* Task data *
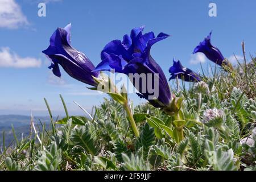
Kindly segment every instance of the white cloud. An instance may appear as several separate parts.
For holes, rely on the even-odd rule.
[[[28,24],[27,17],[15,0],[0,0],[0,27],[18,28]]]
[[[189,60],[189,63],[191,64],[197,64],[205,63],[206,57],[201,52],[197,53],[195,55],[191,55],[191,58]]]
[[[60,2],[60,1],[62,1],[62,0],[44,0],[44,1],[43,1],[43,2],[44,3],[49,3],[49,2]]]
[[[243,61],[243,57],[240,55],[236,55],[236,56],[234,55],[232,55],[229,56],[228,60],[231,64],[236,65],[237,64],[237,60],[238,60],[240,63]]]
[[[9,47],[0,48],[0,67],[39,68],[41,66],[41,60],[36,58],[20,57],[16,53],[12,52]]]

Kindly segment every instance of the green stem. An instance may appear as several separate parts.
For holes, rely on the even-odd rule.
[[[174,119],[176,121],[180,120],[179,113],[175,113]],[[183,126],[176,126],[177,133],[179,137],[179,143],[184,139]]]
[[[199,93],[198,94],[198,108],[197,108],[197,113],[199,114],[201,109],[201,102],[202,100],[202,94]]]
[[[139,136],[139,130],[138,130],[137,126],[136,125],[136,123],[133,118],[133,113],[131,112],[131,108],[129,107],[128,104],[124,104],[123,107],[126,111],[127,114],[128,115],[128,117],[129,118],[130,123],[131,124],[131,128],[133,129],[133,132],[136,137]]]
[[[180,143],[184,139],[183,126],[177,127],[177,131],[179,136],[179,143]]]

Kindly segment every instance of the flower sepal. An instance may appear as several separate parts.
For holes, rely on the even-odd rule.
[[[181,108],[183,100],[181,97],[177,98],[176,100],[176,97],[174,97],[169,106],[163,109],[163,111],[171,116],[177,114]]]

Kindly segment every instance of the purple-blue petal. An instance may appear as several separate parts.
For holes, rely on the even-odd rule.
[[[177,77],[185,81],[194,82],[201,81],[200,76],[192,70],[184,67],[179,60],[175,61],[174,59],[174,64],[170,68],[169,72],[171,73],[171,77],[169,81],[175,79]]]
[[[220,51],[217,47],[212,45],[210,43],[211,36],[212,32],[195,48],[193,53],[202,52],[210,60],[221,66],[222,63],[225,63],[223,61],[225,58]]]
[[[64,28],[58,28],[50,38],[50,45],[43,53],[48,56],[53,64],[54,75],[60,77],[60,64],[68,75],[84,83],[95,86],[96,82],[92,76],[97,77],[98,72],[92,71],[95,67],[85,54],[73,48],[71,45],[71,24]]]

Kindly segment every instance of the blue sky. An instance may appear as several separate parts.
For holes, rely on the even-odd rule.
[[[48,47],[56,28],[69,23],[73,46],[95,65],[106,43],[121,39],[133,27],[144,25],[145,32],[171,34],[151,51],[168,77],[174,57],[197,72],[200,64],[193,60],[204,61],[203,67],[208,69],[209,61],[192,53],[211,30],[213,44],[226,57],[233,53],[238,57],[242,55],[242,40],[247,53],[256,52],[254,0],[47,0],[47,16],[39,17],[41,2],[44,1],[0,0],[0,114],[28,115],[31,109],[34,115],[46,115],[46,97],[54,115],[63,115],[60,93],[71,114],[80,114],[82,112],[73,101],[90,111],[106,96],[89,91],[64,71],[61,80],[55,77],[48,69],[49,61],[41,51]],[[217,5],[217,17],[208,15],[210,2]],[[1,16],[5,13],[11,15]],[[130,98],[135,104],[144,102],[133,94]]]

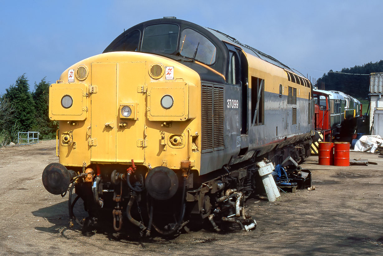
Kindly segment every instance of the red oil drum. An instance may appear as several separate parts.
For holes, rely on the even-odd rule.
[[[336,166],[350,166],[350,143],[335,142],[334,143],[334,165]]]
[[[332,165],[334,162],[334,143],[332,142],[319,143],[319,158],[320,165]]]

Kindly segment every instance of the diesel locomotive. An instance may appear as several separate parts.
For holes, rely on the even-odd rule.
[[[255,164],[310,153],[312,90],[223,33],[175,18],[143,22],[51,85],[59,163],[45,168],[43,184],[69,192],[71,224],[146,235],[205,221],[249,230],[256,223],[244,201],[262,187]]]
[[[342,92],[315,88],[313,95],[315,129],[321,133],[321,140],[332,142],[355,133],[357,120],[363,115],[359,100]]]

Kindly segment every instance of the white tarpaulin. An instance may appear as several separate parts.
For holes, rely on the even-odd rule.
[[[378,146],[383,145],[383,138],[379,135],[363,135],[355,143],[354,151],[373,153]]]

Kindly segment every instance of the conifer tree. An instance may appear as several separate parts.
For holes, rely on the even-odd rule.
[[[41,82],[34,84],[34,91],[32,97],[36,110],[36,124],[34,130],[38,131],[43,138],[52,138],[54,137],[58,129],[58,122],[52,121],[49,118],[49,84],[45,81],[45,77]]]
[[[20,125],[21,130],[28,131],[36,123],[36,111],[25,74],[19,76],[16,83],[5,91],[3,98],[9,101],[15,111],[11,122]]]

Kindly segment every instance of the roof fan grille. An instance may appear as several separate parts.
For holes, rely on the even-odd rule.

* Directive *
Repeat every record above exactly, but leave out any pictures.

* Solution to this problem *
Kindly segment every instance of the white cloud. An instance may appear as several separate parts.
For holes, rely on the even-odd rule.
[[[28,24],[27,17],[15,0],[0,0],[0,27],[18,28]]]
[[[189,60],[189,63],[191,64],[197,64],[205,63],[206,57],[201,52],[197,53],[195,55],[191,55],[191,58]]]
[[[60,2],[60,1],[62,1],[62,0],[44,0],[44,1],[43,1],[43,2],[44,3],[49,3],[49,2]]]
[[[243,61],[243,57],[240,55],[236,55],[236,56],[234,55],[232,55],[229,56],[228,60],[231,64],[236,65],[237,64],[237,60],[238,60],[240,63]]]
[[[9,47],[0,48],[0,67],[39,68],[41,66],[41,60],[36,58],[20,57],[16,53],[12,52]]]

Kindly segment every instance of the green stem. An instance may appear as several separate parts.
For holes, rely on the even-odd rule.
[[[174,119],[176,121],[180,120],[179,113],[175,113]],[[183,126],[176,126],[177,133],[179,137],[179,143],[184,139]]]
[[[199,93],[198,94],[198,108],[197,108],[197,113],[199,114],[201,109],[201,102],[202,100],[202,94]]]
[[[139,136],[139,130],[138,130],[137,126],[136,125],[136,123],[133,118],[133,113],[131,112],[131,108],[129,107],[128,104],[124,104],[123,107],[126,111],[127,114],[128,115],[128,117],[129,118],[130,123],[131,124],[131,128],[133,129],[133,132],[136,137]]]
[[[180,143],[184,139],[183,126],[177,127],[177,131],[179,136],[179,143]]]

Kindly segment every instance of the flower sepal. An instance may appear as several separate parts.
For holes, rely on the even-odd rule.
[[[181,108],[183,100],[181,97],[177,98],[176,100],[176,97],[174,97],[169,106],[163,109],[163,111],[171,116],[177,114]]]

Kindly segment every instance of the purple-blue petal. An instance may appear as several separate parts.
For holes, rely on the even-odd rule.
[[[177,77],[185,81],[194,82],[201,81],[200,76],[192,70],[184,67],[179,60],[175,61],[174,59],[174,64],[170,68],[169,72],[171,73],[171,77],[169,81],[175,79]]]
[[[220,51],[217,47],[212,45],[210,43],[211,36],[212,32],[195,48],[193,53],[202,52],[210,60],[221,66],[222,63],[225,63],[223,61],[225,58]]]
[[[64,28],[58,28],[50,38],[50,45],[43,53],[48,56],[53,64],[54,75],[60,77],[60,64],[68,75],[84,83],[95,86],[96,82],[92,76],[97,77],[98,72],[92,71],[95,67],[85,54],[73,48],[71,45],[71,24]]]

Kindly segment every instance of the blue sky. An instance may appear as several separate parts.
For holes, rely on the even-odd rule.
[[[48,47],[56,28],[69,23],[73,46],[95,65],[106,43],[121,39],[133,27],[144,25],[145,32],[171,34],[151,51],[168,77],[174,57],[197,72],[200,64],[193,60],[204,61],[203,67],[208,69],[209,61],[192,53],[211,30],[213,44],[226,57],[233,53],[238,57],[242,55],[242,40],[247,53],[256,52],[254,0],[47,0],[47,16],[39,17],[41,2],[44,1],[0,0],[0,114],[28,115],[31,109],[34,115],[46,115],[46,97],[54,115],[63,115],[60,93],[71,114],[80,114],[82,112],[73,101],[90,111],[106,96],[89,91],[64,71],[61,80],[55,77],[48,69],[49,61],[41,51]],[[217,5],[217,17],[208,15],[210,2]],[[1,16],[5,13],[11,15]],[[130,98],[135,104],[144,102],[133,94]]]

Kindly segment every instance of the red oil drum. An instance may appear as several separate parts.
For holes, rely on the even-odd rule.
[[[336,166],[350,166],[350,143],[335,142],[334,143],[334,165]]]
[[[332,165],[334,162],[334,143],[332,142],[319,143],[319,158],[320,165]]]

Kindly segment every instance of the diesel locomotive. An instance may appear as several separate parts.
For holes, rely on the even-odd rule.
[[[255,164],[310,153],[312,90],[223,33],[175,18],[143,22],[51,85],[59,163],[45,168],[43,184],[69,192],[71,224],[146,235],[205,221],[249,230],[256,223],[244,201],[262,187]]]
[[[342,92],[315,88],[313,95],[315,129],[321,133],[321,140],[332,142],[355,133],[357,120],[363,115],[359,100]]]

Kindly segment every instance of the white tarpaulin. An instance may appear as several separate parts.
For holes, rely on the even-odd rule.
[[[378,146],[383,145],[383,138],[379,135],[363,135],[355,143],[354,151],[373,153]]]

Kindly segment every instance of the conifer tree. An instance may appear as several separate parts.
For holes, rely on the even-odd rule.
[[[41,82],[34,84],[34,91],[32,97],[36,110],[36,124],[34,130],[38,131],[43,138],[52,138],[54,137],[58,129],[58,122],[52,121],[49,118],[49,84],[45,81],[45,77]]]
[[[20,125],[21,130],[28,131],[36,123],[36,111],[25,74],[19,76],[16,83],[5,91],[3,98],[9,101],[15,111],[11,122]]]

Kindly segment every instance of the roof fan grille. An instance may appear as several separate parts.
For holes, rely on the even-odd rule.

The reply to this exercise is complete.